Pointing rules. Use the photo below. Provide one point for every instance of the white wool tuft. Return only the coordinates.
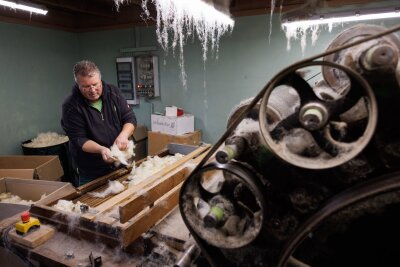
(150, 167)
(114, 187)
(69, 206)
(47, 139)
(247, 126)
(125, 156)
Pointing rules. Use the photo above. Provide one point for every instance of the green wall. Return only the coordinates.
(35, 72)
(246, 62)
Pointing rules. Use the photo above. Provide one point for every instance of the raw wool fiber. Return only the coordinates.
(114, 187)
(14, 199)
(69, 206)
(247, 126)
(150, 167)
(47, 139)
(123, 157)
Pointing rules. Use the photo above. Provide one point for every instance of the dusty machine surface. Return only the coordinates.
(120, 218)
(307, 173)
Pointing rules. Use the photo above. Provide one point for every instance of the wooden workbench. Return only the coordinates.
(148, 249)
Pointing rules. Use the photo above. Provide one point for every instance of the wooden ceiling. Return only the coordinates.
(89, 15)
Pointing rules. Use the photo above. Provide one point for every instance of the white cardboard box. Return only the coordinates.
(172, 125)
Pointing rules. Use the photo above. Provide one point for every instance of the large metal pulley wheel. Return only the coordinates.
(327, 127)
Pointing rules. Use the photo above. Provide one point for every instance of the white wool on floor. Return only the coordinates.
(47, 139)
(124, 157)
(114, 187)
(150, 167)
(69, 206)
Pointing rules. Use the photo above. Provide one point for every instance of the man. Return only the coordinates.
(94, 117)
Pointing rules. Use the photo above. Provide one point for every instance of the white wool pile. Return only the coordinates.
(151, 166)
(69, 206)
(124, 156)
(114, 187)
(13, 199)
(47, 139)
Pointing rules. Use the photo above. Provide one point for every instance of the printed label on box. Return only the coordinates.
(172, 125)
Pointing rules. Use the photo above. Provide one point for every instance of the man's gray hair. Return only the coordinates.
(85, 68)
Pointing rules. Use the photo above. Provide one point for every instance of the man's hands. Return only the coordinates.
(93, 147)
(106, 155)
(122, 141)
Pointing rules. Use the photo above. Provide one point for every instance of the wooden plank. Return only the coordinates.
(139, 202)
(134, 189)
(35, 238)
(103, 180)
(64, 192)
(145, 221)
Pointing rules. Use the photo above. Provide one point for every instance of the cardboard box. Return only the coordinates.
(172, 125)
(159, 141)
(140, 139)
(30, 189)
(31, 167)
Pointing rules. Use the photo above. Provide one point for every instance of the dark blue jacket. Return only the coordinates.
(82, 122)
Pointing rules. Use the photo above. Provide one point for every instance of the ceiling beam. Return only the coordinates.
(80, 7)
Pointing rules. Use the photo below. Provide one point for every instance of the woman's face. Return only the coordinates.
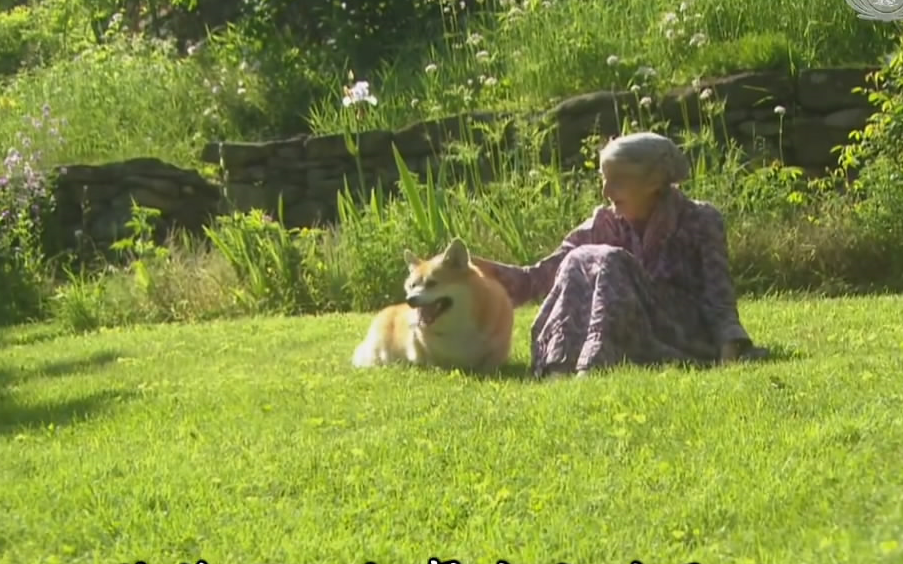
(632, 191)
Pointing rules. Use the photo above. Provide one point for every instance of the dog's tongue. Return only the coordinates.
(428, 313)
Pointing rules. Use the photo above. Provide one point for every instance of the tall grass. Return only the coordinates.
(124, 97)
(129, 97)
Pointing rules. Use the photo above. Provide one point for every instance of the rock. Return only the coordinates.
(813, 140)
(740, 92)
(850, 119)
(760, 128)
(367, 143)
(830, 90)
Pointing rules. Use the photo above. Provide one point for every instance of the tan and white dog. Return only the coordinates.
(454, 316)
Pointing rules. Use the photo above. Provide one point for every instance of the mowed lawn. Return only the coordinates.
(254, 441)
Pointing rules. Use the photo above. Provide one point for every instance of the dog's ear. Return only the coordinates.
(411, 259)
(456, 255)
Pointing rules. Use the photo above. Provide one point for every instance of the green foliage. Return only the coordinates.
(129, 95)
(27, 207)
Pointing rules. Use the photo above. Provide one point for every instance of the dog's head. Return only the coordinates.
(436, 285)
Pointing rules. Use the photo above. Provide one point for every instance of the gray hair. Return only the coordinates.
(649, 152)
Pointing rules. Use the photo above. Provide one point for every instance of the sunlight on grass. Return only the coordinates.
(254, 441)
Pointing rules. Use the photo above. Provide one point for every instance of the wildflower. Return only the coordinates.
(646, 72)
(358, 93)
(698, 40)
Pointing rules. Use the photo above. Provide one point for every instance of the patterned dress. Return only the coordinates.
(612, 294)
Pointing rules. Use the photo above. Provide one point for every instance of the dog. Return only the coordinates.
(454, 316)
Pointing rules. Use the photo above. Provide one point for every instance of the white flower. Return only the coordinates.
(646, 72)
(358, 93)
(698, 40)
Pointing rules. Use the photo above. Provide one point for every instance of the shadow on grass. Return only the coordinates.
(16, 418)
(93, 362)
(28, 335)
(519, 370)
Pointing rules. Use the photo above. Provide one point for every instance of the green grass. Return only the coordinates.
(254, 441)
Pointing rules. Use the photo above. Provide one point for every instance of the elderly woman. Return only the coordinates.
(644, 280)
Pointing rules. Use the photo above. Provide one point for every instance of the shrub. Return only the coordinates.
(26, 208)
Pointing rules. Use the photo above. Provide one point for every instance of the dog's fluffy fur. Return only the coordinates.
(454, 316)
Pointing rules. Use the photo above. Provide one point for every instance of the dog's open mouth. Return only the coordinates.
(430, 313)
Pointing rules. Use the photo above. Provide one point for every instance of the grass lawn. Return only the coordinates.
(254, 441)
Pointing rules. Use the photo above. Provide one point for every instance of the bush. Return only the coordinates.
(26, 211)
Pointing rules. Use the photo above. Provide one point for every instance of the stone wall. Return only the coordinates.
(94, 202)
(307, 171)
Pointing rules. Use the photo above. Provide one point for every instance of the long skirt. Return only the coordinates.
(603, 309)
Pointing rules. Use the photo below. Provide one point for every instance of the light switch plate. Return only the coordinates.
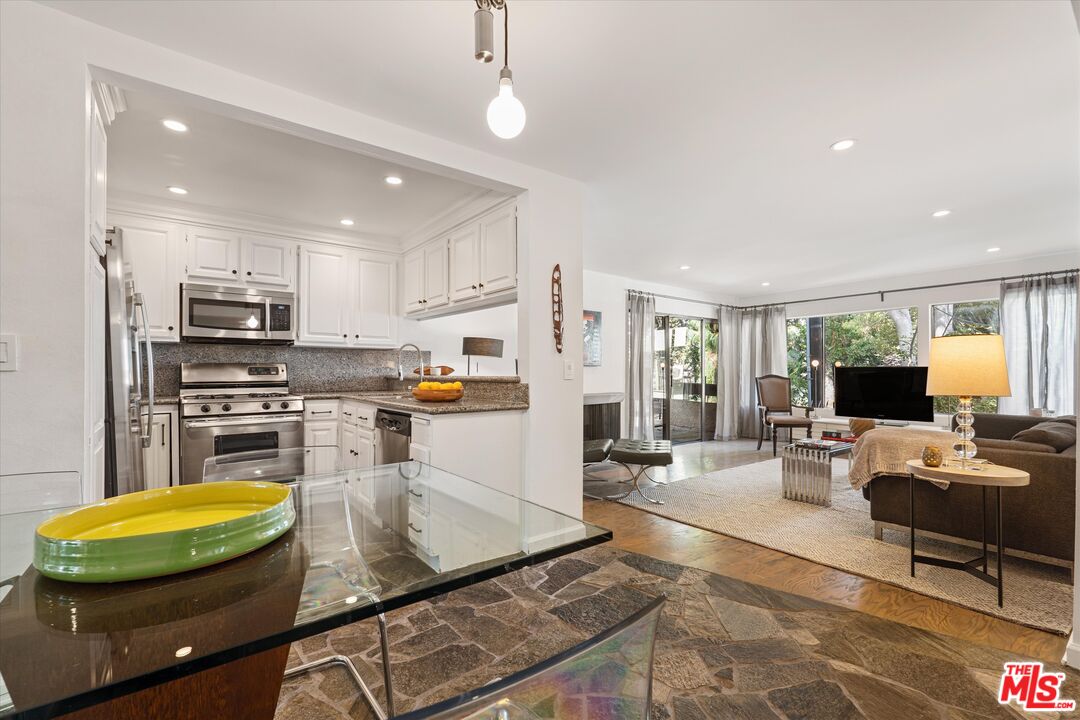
(9, 352)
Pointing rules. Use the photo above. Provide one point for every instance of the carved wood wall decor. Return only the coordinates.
(556, 307)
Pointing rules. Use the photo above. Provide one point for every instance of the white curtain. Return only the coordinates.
(640, 326)
(753, 341)
(1039, 326)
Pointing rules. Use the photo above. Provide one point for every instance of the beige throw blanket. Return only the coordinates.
(886, 451)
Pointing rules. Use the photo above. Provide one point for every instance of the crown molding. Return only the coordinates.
(198, 215)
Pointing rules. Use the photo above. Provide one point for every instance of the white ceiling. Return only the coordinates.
(228, 165)
(702, 128)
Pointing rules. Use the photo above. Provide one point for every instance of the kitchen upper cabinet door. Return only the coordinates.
(324, 298)
(375, 323)
(413, 281)
(268, 261)
(213, 255)
(150, 246)
(464, 262)
(436, 281)
(98, 175)
(498, 250)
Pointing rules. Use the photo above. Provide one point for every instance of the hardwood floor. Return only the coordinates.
(669, 540)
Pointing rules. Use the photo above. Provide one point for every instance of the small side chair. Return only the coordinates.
(774, 409)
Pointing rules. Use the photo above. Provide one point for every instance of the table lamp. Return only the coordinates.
(482, 347)
(968, 366)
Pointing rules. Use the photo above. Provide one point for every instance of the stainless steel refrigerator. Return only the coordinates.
(130, 406)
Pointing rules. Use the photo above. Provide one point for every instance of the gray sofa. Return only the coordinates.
(1038, 518)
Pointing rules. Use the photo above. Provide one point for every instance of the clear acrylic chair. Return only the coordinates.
(277, 465)
(609, 675)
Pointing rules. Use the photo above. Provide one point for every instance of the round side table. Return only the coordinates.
(982, 474)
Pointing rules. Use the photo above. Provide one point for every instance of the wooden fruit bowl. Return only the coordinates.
(437, 395)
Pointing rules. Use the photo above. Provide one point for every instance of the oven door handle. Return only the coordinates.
(248, 420)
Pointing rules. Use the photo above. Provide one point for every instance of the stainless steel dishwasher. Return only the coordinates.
(392, 434)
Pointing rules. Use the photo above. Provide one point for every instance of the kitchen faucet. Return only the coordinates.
(401, 370)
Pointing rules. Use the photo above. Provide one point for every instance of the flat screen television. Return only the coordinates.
(883, 393)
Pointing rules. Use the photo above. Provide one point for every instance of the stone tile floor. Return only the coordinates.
(725, 649)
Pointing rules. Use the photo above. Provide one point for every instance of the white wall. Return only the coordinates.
(920, 299)
(443, 336)
(44, 99)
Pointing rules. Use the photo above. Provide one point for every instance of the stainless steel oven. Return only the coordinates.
(235, 407)
(210, 313)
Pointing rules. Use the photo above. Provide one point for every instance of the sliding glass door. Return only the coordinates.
(684, 379)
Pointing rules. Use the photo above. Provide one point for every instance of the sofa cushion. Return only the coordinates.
(1058, 435)
(1013, 445)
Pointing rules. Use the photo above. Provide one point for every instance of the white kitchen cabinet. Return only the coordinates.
(374, 322)
(435, 275)
(268, 261)
(98, 177)
(324, 302)
(413, 280)
(498, 242)
(464, 262)
(152, 249)
(322, 453)
(213, 256)
(158, 458)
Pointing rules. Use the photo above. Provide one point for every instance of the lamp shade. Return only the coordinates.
(968, 365)
(482, 347)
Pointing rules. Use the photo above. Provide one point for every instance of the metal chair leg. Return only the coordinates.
(345, 662)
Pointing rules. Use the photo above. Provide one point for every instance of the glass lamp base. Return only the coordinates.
(963, 448)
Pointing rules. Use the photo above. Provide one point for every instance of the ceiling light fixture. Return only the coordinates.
(505, 114)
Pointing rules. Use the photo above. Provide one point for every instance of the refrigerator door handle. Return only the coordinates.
(147, 435)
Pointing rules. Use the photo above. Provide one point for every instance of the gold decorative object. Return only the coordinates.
(932, 456)
(860, 425)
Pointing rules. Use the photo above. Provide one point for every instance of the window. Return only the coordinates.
(975, 317)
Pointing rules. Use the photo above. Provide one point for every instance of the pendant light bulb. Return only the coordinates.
(505, 114)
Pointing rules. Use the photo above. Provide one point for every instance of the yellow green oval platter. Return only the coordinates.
(162, 531)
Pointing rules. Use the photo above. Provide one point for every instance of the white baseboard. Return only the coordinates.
(1072, 651)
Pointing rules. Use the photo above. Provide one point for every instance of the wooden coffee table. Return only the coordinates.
(987, 476)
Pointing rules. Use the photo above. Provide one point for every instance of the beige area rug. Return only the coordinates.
(745, 502)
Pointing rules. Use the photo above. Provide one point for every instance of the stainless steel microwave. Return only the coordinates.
(237, 314)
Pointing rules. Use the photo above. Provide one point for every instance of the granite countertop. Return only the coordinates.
(405, 403)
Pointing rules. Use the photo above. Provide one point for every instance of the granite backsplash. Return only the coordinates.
(310, 369)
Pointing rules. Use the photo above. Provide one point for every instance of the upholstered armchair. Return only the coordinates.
(774, 409)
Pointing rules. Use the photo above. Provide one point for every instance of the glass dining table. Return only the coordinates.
(365, 542)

## TASK DETAILS
Would you restate word for word every line from the one holding "armchair. Return only the coordinates." to the end of the entries, both ends included?

## EXERCISE ANSWER
Pointing rules. Use the photo above. Provide one point for every instance of the upholstered armchair. Return only the coordinates.
(774, 409)
Pointing rules. Use the photo above. Provide one point for every instance of the glass dining table. Return only the coordinates.
(365, 542)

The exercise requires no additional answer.